- [Sección de texto]:
Las Bienaventuranzas han sido comentadas y desarrolladas con profusión en la catequesis de la Iglesia. La primera (v. 3) y la octava (v. 10) aluden al Reino de los Cielos como premio. En la primera, se proclama dichosos a los «pobres de espíritu». En el Antiguo Testamento, la pobreza está ya perfilada no sólo como situación económico-social, sino desde su valor religioso (cfr So 2,3ss.): es pobre quien se presenta ante Dios con actitud humilde, sin méritos personales, considerando su realidad de pecador, necesitado de Él. De ahí que, además de vivir con sobriedad y austeridad de vida reales, efectivas, acepte y quiera tales condiciones no como algo impuesto por necesidad, sino voluntariamente, con afecto. Tal pobreza voluntaria está expresada en el texto de Mateo por la pobreza en el espíritu. Es evidente, por tanto, que esta bienaventuranza exige la austeridad y el desprendimiento de los bienes materiales y de los diversos dones recibidos de Dios. En la octava, se dice que son bienaventurados «los que padecen persecución por causa de la justicia». La justicia en la Biblia adquiere un valor más re­ligioso y amplio que su empleo predo­minante jurídico-moral. «En el lenguaje hebreo, justo quiere decir piadoso, servidor irreprochable de Dios, cumplidor de la voluntad divina (cfr Gn 7,1; 18,23-32; Ez 18,5ss.; Pr 12,10; Mt 1,19); otras veces significa bueno y caritativo con el prójimo (Tb 7,6; 9,6). En una palabra, el justo es el que ama a Dios y demuestra ese amor, cumpliendo sus mandamientos y orientando toda su vida en servicio de sus hermanos, los demás hombres» (S. Josemaría Escrivá, Es Cristo que pasa, n. 40). La unión de la búsqueda de la justicia con las persecuciones hace que se pueda concluir que esta bienaventuranza «designa la perfección de todas las demás, pues el hombre es perfecto en ellas cuando no las abandona en las tribulaciones» (Sto. Tomás de Aquino, Super Evangelium Matthaei, ad loc.).

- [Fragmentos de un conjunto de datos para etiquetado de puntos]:

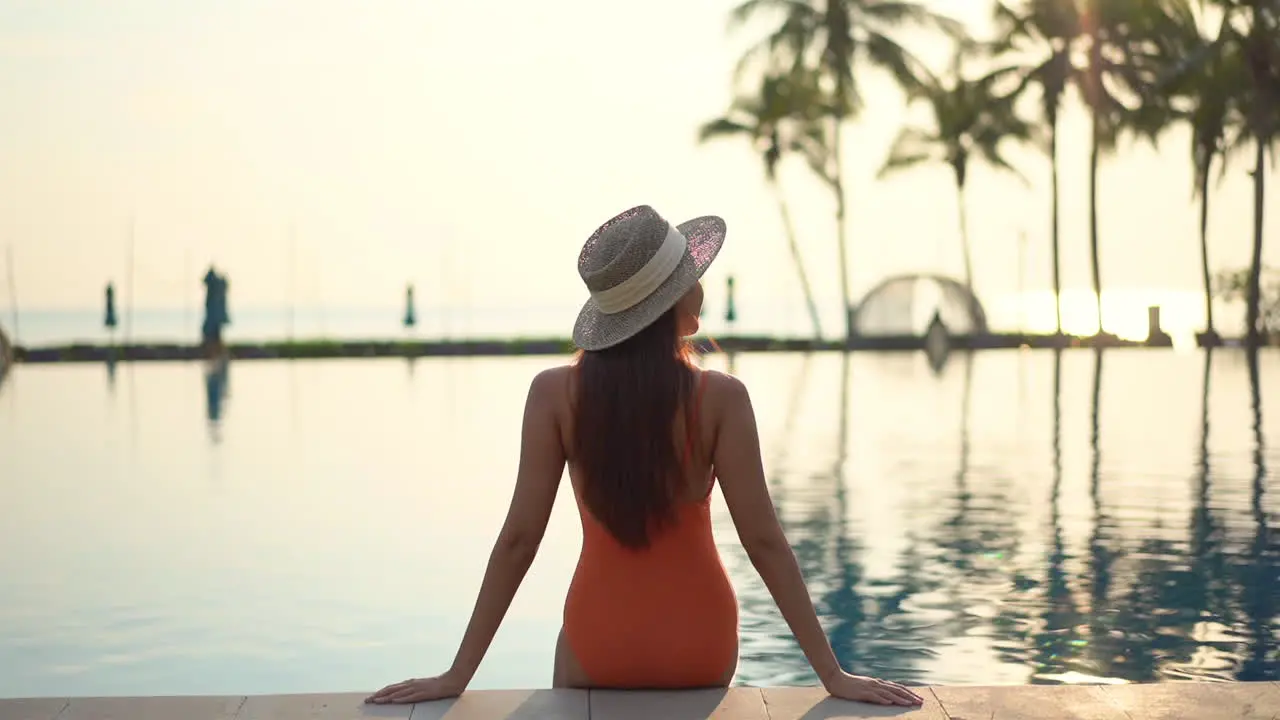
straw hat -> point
(636, 267)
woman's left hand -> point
(419, 689)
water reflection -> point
(1109, 523)
(1261, 574)
(1133, 601)
(216, 381)
(110, 372)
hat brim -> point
(598, 331)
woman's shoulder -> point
(722, 388)
(552, 384)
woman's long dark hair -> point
(624, 429)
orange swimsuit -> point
(661, 618)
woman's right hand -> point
(869, 689)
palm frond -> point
(722, 128)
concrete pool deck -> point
(1157, 701)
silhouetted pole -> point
(292, 261)
(410, 315)
(109, 320)
(1022, 282)
(128, 310)
(13, 296)
(730, 308)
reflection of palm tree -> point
(1260, 572)
(1101, 557)
(1059, 634)
(1206, 537)
(780, 452)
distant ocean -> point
(36, 328)
(1127, 315)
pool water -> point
(1016, 516)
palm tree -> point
(1046, 31)
(1260, 50)
(1119, 39)
(777, 121)
(1251, 37)
(833, 37)
(969, 121)
(1202, 78)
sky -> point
(471, 147)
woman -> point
(645, 434)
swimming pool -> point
(328, 531)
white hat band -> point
(647, 279)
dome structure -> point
(905, 305)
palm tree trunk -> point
(1093, 219)
(1255, 296)
(1208, 287)
(789, 228)
(841, 235)
(964, 235)
(1057, 254)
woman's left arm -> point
(542, 464)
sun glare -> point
(1124, 313)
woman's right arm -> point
(741, 477)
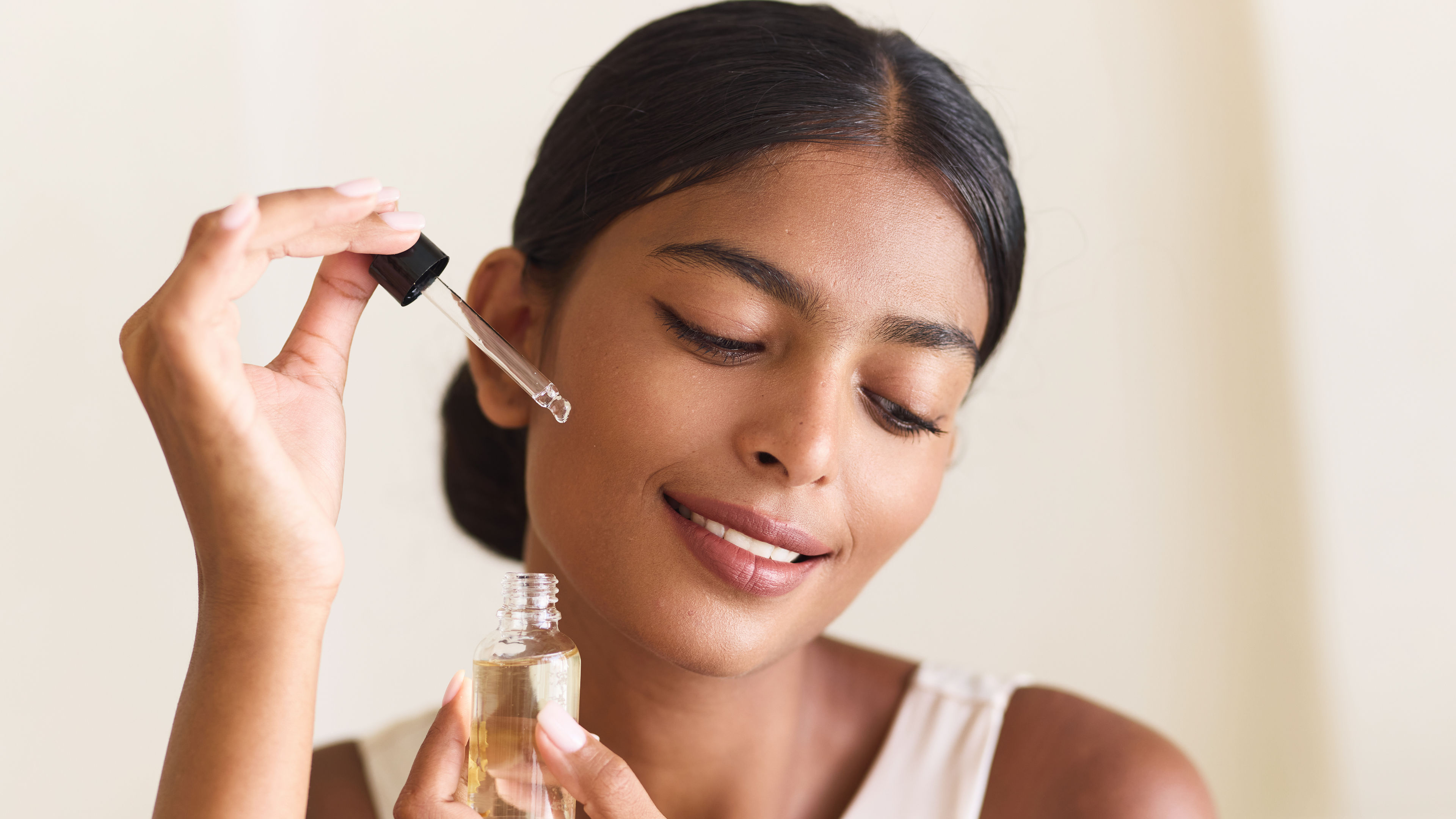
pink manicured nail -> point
(238, 213)
(453, 689)
(404, 219)
(360, 187)
(561, 728)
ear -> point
(500, 295)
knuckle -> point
(615, 780)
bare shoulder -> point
(1061, 755)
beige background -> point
(1208, 482)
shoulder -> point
(1062, 755)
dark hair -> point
(691, 98)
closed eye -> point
(896, 419)
(714, 347)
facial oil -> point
(525, 664)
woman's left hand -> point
(602, 781)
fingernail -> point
(360, 187)
(238, 213)
(561, 728)
(453, 689)
(404, 219)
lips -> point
(753, 553)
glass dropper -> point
(417, 271)
(499, 349)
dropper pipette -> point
(417, 273)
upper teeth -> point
(740, 540)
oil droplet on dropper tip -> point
(551, 400)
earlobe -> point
(499, 293)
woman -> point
(764, 251)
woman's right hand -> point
(602, 783)
(258, 452)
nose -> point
(795, 432)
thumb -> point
(436, 777)
(598, 777)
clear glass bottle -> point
(520, 667)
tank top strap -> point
(937, 760)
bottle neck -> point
(529, 602)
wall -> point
(1208, 482)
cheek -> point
(893, 489)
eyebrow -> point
(783, 286)
(932, 336)
(766, 278)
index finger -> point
(436, 777)
(315, 222)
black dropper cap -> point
(407, 275)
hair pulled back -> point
(691, 98)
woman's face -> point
(780, 353)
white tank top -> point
(934, 764)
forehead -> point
(855, 225)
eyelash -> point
(730, 352)
(723, 350)
(899, 420)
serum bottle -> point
(520, 667)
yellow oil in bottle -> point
(518, 671)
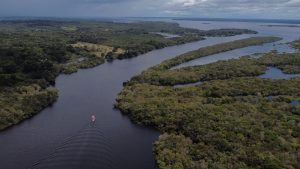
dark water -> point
(61, 133)
(295, 103)
(166, 35)
(91, 91)
(277, 74)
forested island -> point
(34, 52)
(234, 119)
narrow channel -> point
(87, 92)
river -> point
(93, 91)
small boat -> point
(93, 118)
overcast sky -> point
(288, 9)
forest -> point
(233, 120)
(34, 52)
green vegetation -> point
(34, 52)
(22, 102)
(296, 44)
(227, 122)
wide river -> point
(61, 135)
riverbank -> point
(34, 52)
(229, 117)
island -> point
(234, 118)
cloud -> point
(194, 8)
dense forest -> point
(233, 120)
(34, 52)
(296, 44)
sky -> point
(265, 9)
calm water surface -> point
(62, 133)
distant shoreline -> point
(282, 21)
(291, 26)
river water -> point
(62, 134)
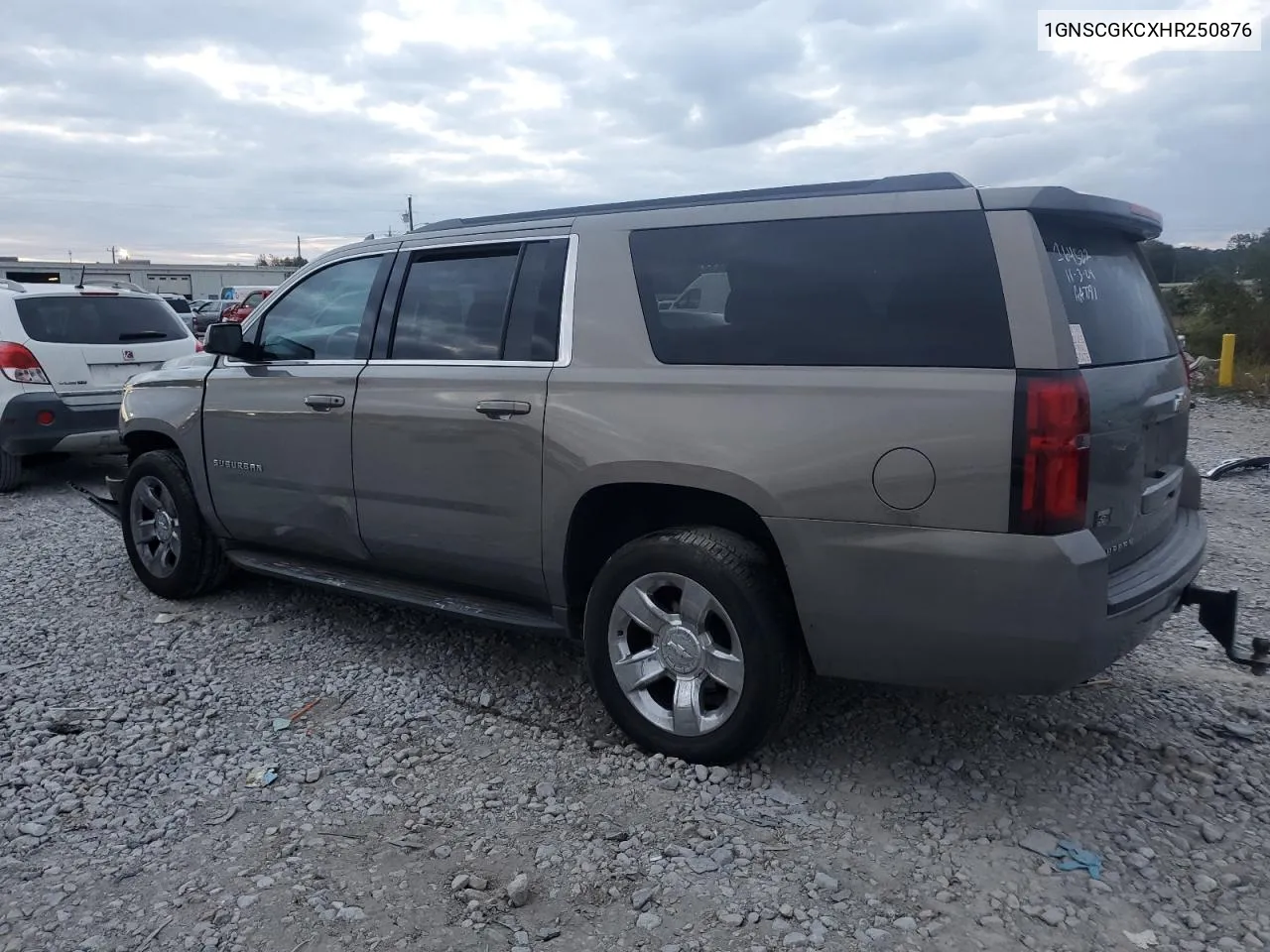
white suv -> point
(64, 354)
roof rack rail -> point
(926, 181)
(117, 284)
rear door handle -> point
(502, 409)
(324, 402)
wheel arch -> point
(611, 513)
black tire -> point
(739, 578)
(10, 471)
(200, 565)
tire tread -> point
(212, 566)
(751, 569)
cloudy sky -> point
(217, 130)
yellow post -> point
(1225, 368)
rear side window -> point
(870, 291)
(534, 326)
(1111, 302)
(70, 318)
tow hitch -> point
(111, 507)
(1218, 613)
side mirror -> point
(223, 338)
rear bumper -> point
(976, 611)
(71, 430)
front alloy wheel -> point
(155, 527)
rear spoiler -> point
(1133, 220)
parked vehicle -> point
(938, 438)
(182, 308)
(241, 309)
(207, 312)
(238, 293)
(64, 354)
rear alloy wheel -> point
(171, 547)
(10, 471)
(693, 645)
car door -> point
(447, 426)
(277, 429)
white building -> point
(191, 281)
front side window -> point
(320, 318)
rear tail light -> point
(1051, 479)
(19, 365)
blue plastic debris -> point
(1070, 856)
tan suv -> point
(910, 431)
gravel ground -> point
(444, 787)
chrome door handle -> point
(502, 409)
(324, 402)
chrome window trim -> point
(564, 341)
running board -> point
(506, 615)
(107, 506)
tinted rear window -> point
(1111, 302)
(870, 291)
(67, 318)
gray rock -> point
(825, 883)
(518, 890)
(702, 865)
(648, 920)
(1039, 842)
(1052, 915)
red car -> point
(244, 307)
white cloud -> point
(223, 132)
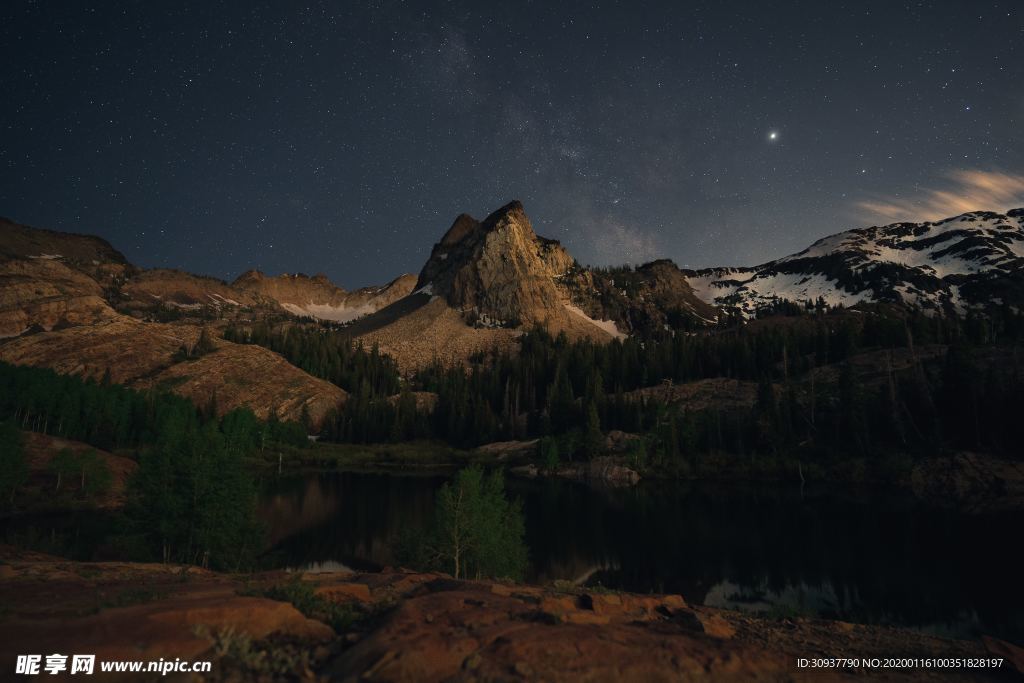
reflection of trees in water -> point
(884, 558)
(352, 517)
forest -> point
(572, 392)
(193, 497)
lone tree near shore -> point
(478, 531)
(13, 464)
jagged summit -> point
(498, 269)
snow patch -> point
(328, 312)
(607, 326)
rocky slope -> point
(85, 251)
(60, 302)
(318, 297)
(968, 261)
(43, 294)
(175, 290)
(426, 627)
(144, 354)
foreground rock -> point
(423, 627)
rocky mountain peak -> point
(498, 270)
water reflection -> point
(865, 557)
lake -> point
(866, 556)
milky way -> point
(329, 137)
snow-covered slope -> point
(968, 261)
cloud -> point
(961, 191)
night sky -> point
(344, 138)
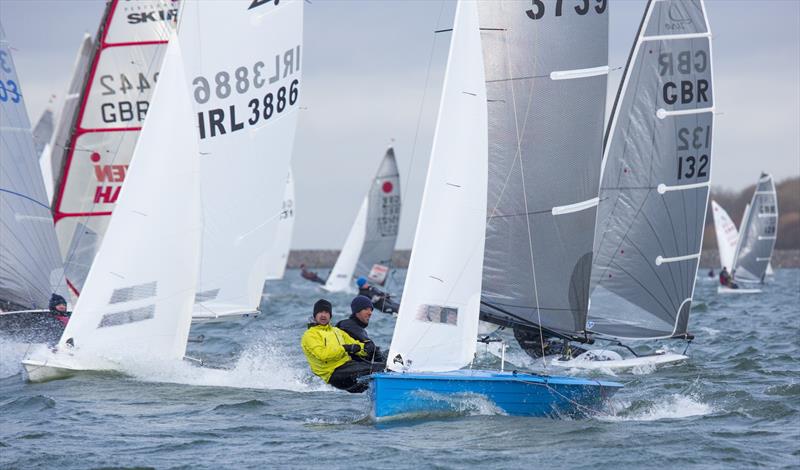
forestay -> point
(438, 320)
(655, 176)
(138, 298)
(53, 160)
(758, 235)
(113, 105)
(245, 74)
(727, 235)
(546, 71)
(30, 264)
(370, 244)
(279, 253)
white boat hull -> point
(741, 290)
(595, 359)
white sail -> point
(341, 275)
(279, 253)
(246, 84)
(114, 101)
(727, 235)
(370, 244)
(438, 320)
(138, 297)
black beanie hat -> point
(322, 305)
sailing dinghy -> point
(654, 188)
(437, 327)
(370, 244)
(757, 238)
(727, 240)
(30, 263)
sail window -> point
(128, 316)
(127, 294)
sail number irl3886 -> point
(262, 107)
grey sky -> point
(366, 63)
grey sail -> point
(30, 263)
(42, 131)
(546, 66)
(68, 115)
(655, 177)
(383, 218)
(758, 234)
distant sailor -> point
(330, 352)
(726, 279)
(58, 308)
(310, 275)
(380, 300)
(356, 326)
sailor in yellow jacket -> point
(333, 355)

- [Lo solicitado]:
a – Enumere, en el orden en que aparecen, las abreviaturas de libros bíblicos citadas entre paréntesis en el texto sobre las Bienaventuranzas.
b – Retome el texto sobre las Bienaventuranzas y prosígalo a partir de su última oración.

- [Resultados del ejercicio]:
a – So, Gn, Ez, Pr, Mt, Tb

b –
Dos bienaventuranzas, la segunda y la cuarta (vv. 4.6), tienen en común la forma pasiva del premio: es una manera de decir que será Dios quien les consuele y quien les sacie. Los que lloran son los afligidos por alguna causa, y, de modo particular, los que se apenan por las ofensas a Dios, sean propias o ajenas. Los que tienen hambre y sed de justicia son los que se esfuerzan sinceramente en cumplir la voluntad de Dios, que se manifiesta en los mandamientos, en los deberes de estado y en la unión del alma con Dios; en definitiva, los que quieren ser santos. Significativamente el premio viene de Dios porque sólo el Señor puede consolar verdaderamente y sólo Él puede hacernos santos.
Los «mansos» (v. 5) son aquellos que, a imitación de Cristo (cfr 11,25-30, y nota; 12,15-21), mantienen el ánimo sereno, humilde y firme en las adversidades, sin dejarse llevar por la ira o el abatimiento: «Adoptados como verdaderos hijos de Dios, llevemos íntegra y con plena semejanza la imagen de nuestro Creador: no imitándolo en su soberanía, que sólo a Él corresponde, sino siendo su imagen por nuestra inocencia, simplicidad, mansedumbre, paciencia, humildad, misericordia y concordia, virtudes todas por las que el Señor se ha dignado hacerse uno de nosotros y ser semejante a nosotros» (S. Pedro Crisólogo, Sermones 117).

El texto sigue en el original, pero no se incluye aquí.